Could you output each line of the data that follows exactly?
## begin RECORD EXCERPTS
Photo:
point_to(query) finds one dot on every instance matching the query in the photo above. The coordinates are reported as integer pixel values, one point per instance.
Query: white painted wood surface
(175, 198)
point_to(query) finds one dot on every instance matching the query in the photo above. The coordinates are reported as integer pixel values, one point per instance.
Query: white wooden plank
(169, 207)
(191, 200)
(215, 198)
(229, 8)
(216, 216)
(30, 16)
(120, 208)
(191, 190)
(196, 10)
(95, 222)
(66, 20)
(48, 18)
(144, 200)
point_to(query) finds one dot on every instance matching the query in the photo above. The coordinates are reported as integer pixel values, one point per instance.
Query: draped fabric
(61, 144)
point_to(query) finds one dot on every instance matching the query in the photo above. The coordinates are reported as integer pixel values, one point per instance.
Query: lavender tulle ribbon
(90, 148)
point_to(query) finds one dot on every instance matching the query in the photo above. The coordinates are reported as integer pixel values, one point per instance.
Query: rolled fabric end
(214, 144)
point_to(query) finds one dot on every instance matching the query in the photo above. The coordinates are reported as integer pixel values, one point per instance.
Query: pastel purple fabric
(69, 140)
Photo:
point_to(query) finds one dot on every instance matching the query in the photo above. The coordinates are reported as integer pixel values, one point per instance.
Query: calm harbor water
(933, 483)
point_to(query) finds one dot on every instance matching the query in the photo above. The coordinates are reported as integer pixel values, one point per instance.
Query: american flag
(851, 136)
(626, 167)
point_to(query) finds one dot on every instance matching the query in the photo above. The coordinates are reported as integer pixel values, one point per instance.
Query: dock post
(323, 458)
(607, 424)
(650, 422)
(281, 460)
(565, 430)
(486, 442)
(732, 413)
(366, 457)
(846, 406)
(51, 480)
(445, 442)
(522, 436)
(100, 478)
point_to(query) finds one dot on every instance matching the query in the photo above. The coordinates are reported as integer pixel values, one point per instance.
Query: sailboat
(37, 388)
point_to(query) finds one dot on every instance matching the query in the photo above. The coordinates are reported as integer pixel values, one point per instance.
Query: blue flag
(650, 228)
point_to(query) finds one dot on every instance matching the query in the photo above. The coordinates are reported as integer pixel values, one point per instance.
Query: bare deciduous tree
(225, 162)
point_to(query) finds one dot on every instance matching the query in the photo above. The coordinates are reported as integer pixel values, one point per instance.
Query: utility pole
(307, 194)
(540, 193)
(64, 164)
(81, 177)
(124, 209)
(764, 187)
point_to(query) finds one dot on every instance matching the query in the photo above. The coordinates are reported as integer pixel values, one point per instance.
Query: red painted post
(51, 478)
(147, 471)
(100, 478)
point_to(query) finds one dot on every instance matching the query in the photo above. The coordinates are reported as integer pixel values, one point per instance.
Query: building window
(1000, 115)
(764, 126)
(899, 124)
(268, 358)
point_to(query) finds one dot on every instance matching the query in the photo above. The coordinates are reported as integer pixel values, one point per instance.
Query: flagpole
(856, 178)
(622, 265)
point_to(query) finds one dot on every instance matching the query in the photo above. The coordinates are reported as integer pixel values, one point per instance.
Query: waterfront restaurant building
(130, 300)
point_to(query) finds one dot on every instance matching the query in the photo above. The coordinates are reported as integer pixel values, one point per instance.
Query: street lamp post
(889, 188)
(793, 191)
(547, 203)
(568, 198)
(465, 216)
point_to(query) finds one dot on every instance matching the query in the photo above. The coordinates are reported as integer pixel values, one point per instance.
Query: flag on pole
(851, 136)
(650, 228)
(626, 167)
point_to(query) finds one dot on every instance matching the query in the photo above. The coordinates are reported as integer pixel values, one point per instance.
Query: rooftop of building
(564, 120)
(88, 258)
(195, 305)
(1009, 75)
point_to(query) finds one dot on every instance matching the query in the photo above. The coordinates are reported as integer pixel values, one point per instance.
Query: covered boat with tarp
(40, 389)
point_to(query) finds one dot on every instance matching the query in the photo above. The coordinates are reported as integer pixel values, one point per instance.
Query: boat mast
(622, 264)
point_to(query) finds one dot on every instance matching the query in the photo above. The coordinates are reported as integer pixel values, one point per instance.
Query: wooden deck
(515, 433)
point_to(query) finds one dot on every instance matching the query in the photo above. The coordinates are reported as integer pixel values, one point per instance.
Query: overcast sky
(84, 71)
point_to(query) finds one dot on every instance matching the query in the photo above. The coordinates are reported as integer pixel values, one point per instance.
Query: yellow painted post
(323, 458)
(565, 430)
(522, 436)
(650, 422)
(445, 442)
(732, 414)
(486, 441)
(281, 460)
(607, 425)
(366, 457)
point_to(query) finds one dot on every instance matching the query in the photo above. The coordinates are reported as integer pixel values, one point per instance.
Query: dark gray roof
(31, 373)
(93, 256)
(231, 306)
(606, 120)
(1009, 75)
## end RECORD EXCERPTS
**EXPECTED ANSWER**
Photo:
point_to(query) finds one dot on every instance matching the query in the photo above. The coordinates are reported as integer pixel values, one point per instance.
Query: white painted wood surface
(175, 198)
point_to(query) finds one dot on every instance matching the query in the photo above. The coordinates are reported as integer pixel values, one point per instance.
Query: white wooden plank
(169, 207)
(191, 200)
(215, 198)
(229, 8)
(216, 216)
(30, 16)
(120, 208)
(191, 190)
(196, 10)
(95, 222)
(66, 20)
(48, 18)
(144, 200)
point_to(query) finds one dot on every instance matching the query in the photo above. The coordinates are reported as integer pixel values, one point per instance.
Query: draped fabric
(61, 144)
point_to(query) finds one dot on every instance matching the query in the photo above. The coordinates are reported as integer pixel values, one point per instance.
Query: lavender tulle ribbon
(90, 148)
point_to(query) finds one dot on every instance matching the query in the photo above. The coordinates are reported as integer pixel values, one point per instance.
Query: rolled fabric end
(214, 144)
point_to(query) finds one dot on every instance matching the query in the photo above. The coordinates are reported as integer pixel values, one point per instance.
Query: pastel purple fabric
(69, 140)
Photo:
point_to(query) finds one dot on every instance matching the query in the photo above. The coordinates are reported as integer pixel values, one point per instance.
Query: calm harbor water
(933, 483)
point_to(query) finds one dot on every instance matching the query in the photo above. The coordinates are reported as integer pixel values, one point per instance.
Query: american flag
(851, 136)
(626, 167)
point_to(query) finds one dot on every instance matching the query in the photo above. The coordinates are reported as integer pixel values, one point per instance.
Query: dock post
(323, 458)
(607, 424)
(650, 422)
(281, 460)
(565, 430)
(486, 442)
(732, 413)
(366, 457)
(846, 406)
(51, 480)
(445, 442)
(522, 436)
(100, 478)
point_to(query) finds one dot on every instance matching the query in the photo above. The coordinates are reported as integer pixel values, one point per instance.
Query: sailboat
(37, 388)
point_to(query) finds one dot on every instance matching the query in the photo above. The coordinates are reported as integer pixel values, one point per instance.
Query: blue flag
(650, 228)
point_to(query) finds one dot on every instance matching the query in the photo above. The coordinates are reported as integer pixel values, one point per instance.
Query: bare deciduous tree
(225, 162)
point_to(query) finds one dot on every instance matching the query in the photo above. The coordinates are reported as integer pixel values, one point per instance.
Query: utility pole
(307, 194)
(540, 193)
(64, 164)
(81, 177)
(124, 209)
(764, 187)
point_to(query) finds one dot on every instance matching the query in the photo above. The coordinates are reported as integer pixel values, one point per instance.
Query: red painted post
(51, 478)
(147, 471)
(100, 478)
point_to(query) finds one dot on every instance matching the query in the photo above. The coordinates are reported as integer pixel values, one point per instance.
Query: building window
(1000, 115)
(764, 126)
(899, 124)
(268, 358)
point_to(query) finds one dot on every instance matching the query in the photo above. The coordinates are reported as integer pixel values, one point per instance.
Query: flagpole
(856, 178)
(622, 265)
point_to(query) finds one dot on every instance matching the query in the photo above. The coordinates are reported as integer pixel values, one point per instance.
Query: waterfront restaurant building
(130, 300)
point_to(query) finds one dot on every instance matching the query in the photo above. The coordinates are reported as integer pixel values, one point per instance.
Query: street lamp post
(889, 188)
(793, 191)
(547, 203)
(568, 198)
(465, 216)
point_to(query) finds one dot on every instance matching the query in the photo above. The coordinates are reported as integer pixel values, one point per instance.
Query: flag on pole
(851, 136)
(650, 228)
(626, 167)
point_to(query) finds one dot on every instance matching the query in the photo above. The coordinates are reported as integer pixel values, one point per instance.
Query: rooftop of building
(564, 120)
(88, 258)
(195, 305)
(1009, 75)
point_to(query) finds one dot on every instance matching the query in the photo above. The coordinates are reported as integer pixel values, one point per instance.
Query: covered boat with tarp
(40, 389)
point_to(query) finds one dot on every instance matching the query in the photo above. The coordinates are reported as integer pixel values, one point per instance.
Query: boat mast
(622, 264)
point_to(query) finds one dot on every instance matching the query in the photo above. The coordinates are reported as integer pixel values, one point per instance.
Query: wooden deck
(515, 433)
point_to(query) finds one dot on every instance matching the query in the photo above. The coordinates are reported as integer pixel values, one point per instance.
Query: overcast sky
(84, 71)
point_to(query) finds one dot on every instance matching the query in the photo above. The coordinates are reported as integer pixel values, one point per instance.
Query: yellow painted post
(323, 458)
(565, 430)
(522, 436)
(650, 422)
(445, 442)
(732, 414)
(486, 441)
(281, 460)
(607, 425)
(366, 457)
point_to(query) finds one dot on every instance matching the query in the photo above. The coordinates are reported as integer pixel values, one point per instance.
Query: dark gray roof
(31, 373)
(93, 256)
(231, 306)
(606, 120)
(1009, 75)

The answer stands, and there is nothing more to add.